● Provided records:

- - -

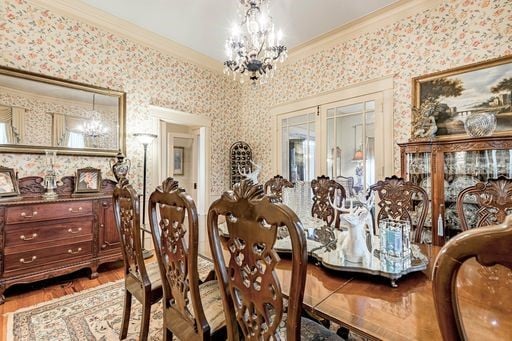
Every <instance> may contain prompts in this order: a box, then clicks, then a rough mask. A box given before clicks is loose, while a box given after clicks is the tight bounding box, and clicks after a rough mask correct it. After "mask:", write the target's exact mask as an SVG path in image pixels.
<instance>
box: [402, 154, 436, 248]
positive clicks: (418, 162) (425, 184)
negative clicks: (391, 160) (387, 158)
mask: <svg viewBox="0 0 512 341" xmlns="http://www.w3.org/2000/svg"><path fill="white" fill-rule="evenodd" d="M431 162H432V154H431V153H410V154H406V164H405V166H406V173H405V178H406V180H408V181H410V182H412V183H414V184H416V185H418V186H420V187H421V188H423V189H424V190H425V191H426V192H427V194H428V199H429V207H428V211H427V218H426V220H425V224H424V229H423V236H422V240H423V242H426V243H432V212H431V206H432V205H431V204H430V203H431V202H432V174H431V169H432V168H431ZM422 205H423V203H422V202H420V200H418V204H417V205H416V206H415V207H414V212H412V217H411V218H412V219H413V221H417V219H418V218H419V216H420V213H421V211H422V210H423V207H422Z"/></svg>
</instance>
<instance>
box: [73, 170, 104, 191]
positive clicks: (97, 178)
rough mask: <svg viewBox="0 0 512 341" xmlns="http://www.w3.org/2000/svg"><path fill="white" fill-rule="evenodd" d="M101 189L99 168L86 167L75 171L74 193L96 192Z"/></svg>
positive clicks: (99, 171)
mask: <svg viewBox="0 0 512 341" xmlns="http://www.w3.org/2000/svg"><path fill="white" fill-rule="evenodd" d="M100 190H101V170H100V169H97V168H92V167H87V168H80V169H77V171H76V181H75V193H98V192H99V191H100Z"/></svg>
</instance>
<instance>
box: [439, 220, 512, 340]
mask: <svg viewBox="0 0 512 341" xmlns="http://www.w3.org/2000/svg"><path fill="white" fill-rule="evenodd" d="M510 245H512V216H508V217H507V218H506V219H505V222H504V223H502V224H501V225H492V226H488V227H482V228H478V229H472V230H469V231H465V232H462V233H460V234H459V235H457V236H455V237H453V238H452V239H450V241H448V243H446V244H445V245H444V246H443V248H442V249H441V251H440V252H439V255H438V256H437V259H436V261H435V264H434V272H433V280H432V290H433V294H434V303H435V307H436V313H437V321H438V323H439V327H440V329H441V334H442V335H443V339H444V340H450V341H451V340H466V339H467V337H466V335H465V332H464V326H463V323H462V320H461V315H460V312H459V304H458V302H457V295H456V293H457V274H458V272H459V270H460V268H461V266H462V264H463V263H464V262H465V261H466V260H468V259H471V258H475V259H476V260H477V261H478V263H480V264H481V265H483V266H486V267H489V266H493V265H496V264H501V265H504V266H506V267H507V268H509V269H510V270H512V253H511V252H510ZM489 339H492V335H489Z"/></svg>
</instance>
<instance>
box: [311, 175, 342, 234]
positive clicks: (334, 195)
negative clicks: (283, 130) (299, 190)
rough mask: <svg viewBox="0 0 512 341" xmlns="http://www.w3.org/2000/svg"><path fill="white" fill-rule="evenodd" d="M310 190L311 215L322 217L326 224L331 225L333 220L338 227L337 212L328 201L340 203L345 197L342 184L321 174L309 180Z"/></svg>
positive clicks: (335, 204)
mask: <svg viewBox="0 0 512 341" xmlns="http://www.w3.org/2000/svg"><path fill="white" fill-rule="evenodd" d="M311 190H312V191H313V205H312V207H311V216H313V217H317V218H319V219H322V220H323V221H325V223H326V224H327V226H331V225H332V223H333V222H334V223H335V224H334V226H335V227H339V226H340V217H339V212H338V211H336V210H335V209H334V208H333V207H332V206H331V204H330V202H333V203H335V205H341V203H342V202H343V200H345V199H346V197H347V195H346V193H345V189H344V188H343V186H342V185H341V184H339V183H338V182H336V181H334V180H331V179H330V178H329V177H328V176H324V175H322V176H319V177H317V178H316V179H314V180H312V181H311Z"/></svg>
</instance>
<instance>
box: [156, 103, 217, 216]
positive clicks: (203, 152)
mask: <svg viewBox="0 0 512 341" xmlns="http://www.w3.org/2000/svg"><path fill="white" fill-rule="evenodd" d="M150 111H151V113H150V115H151V117H152V121H153V127H154V130H155V131H158V132H159V134H158V139H157V141H156V143H154V145H153V150H152V152H153V155H158V157H154V158H152V159H153V163H152V166H153V169H155V170H157V171H155V172H152V183H153V184H155V185H159V184H161V183H162V181H163V179H165V178H167V177H169V176H172V177H173V178H176V180H178V181H179V184H180V187H183V188H185V190H186V191H187V192H188V193H189V194H190V195H191V196H192V197H193V198H194V201H195V203H196V208H197V213H198V214H200V215H205V214H207V212H208V207H209V205H210V195H209V193H210V137H209V136H210V129H211V121H210V119H209V118H208V117H206V116H202V115H195V114H189V113H185V112H182V111H177V110H172V109H168V108H162V107H158V106H153V105H152V106H150ZM175 154H176V155H175ZM175 156H176V158H175ZM175 160H176V162H175Z"/></svg>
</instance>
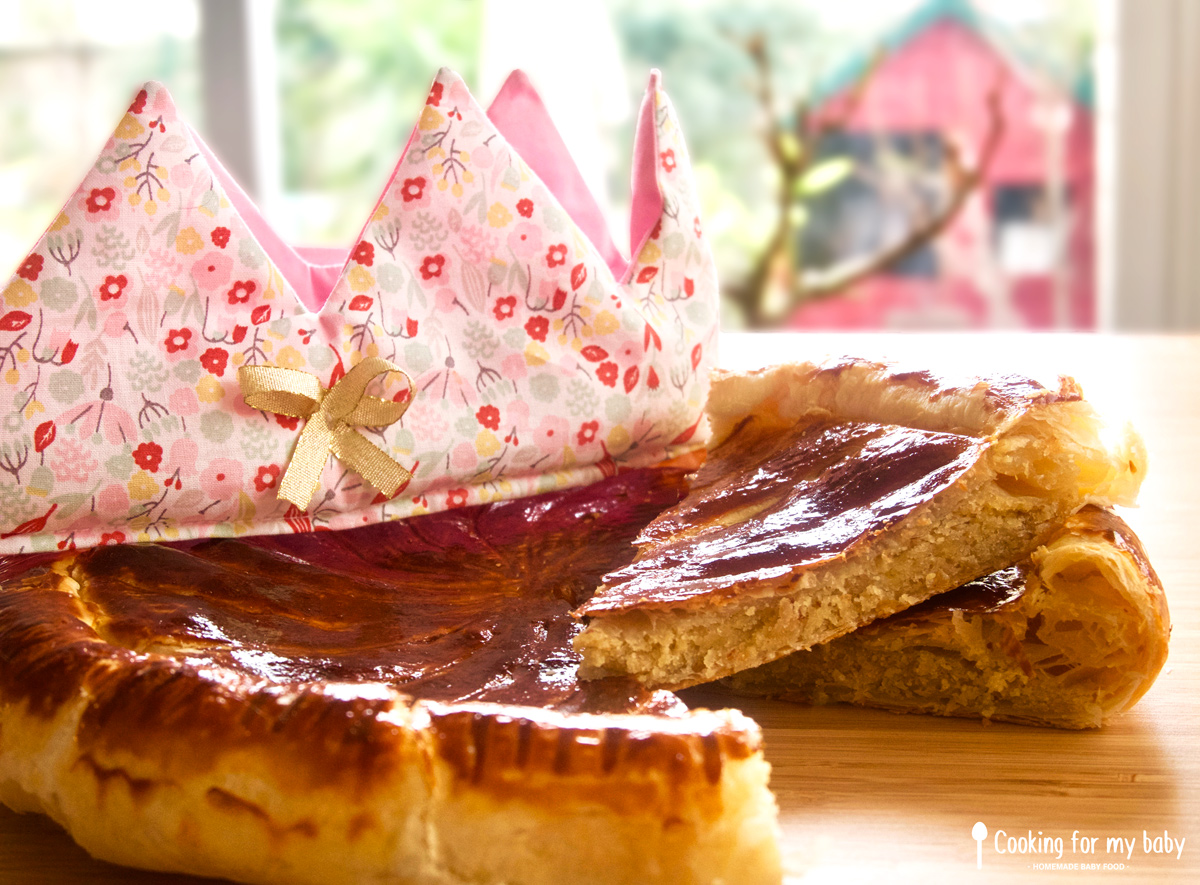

- - -

● Try it:
List every line of the listing above that contains the word "rough".

● Solution for this exercise:
Every <instance> may contain prompts in this order: a box, then clicks, then a rough mask. A box given before clicks is loose, while a box given after clicks is the tight bounding box, and clicks after a rough mask correct it. After "mask:", write the target's exact mask as an SVG path in image pixels.
rough mask: <svg viewBox="0 0 512 341" xmlns="http://www.w3.org/2000/svg"><path fill="white" fill-rule="evenodd" d="M101 189L99 168L86 167L75 171L74 193L96 192Z"/></svg>
rough mask: <svg viewBox="0 0 512 341" xmlns="http://www.w3.org/2000/svg"><path fill="white" fill-rule="evenodd" d="M310 190L311 215L322 217L326 224L331 225L333 220L338 227L337 212L328 201L340 203L345 197L342 184L321 174L309 180Z"/></svg>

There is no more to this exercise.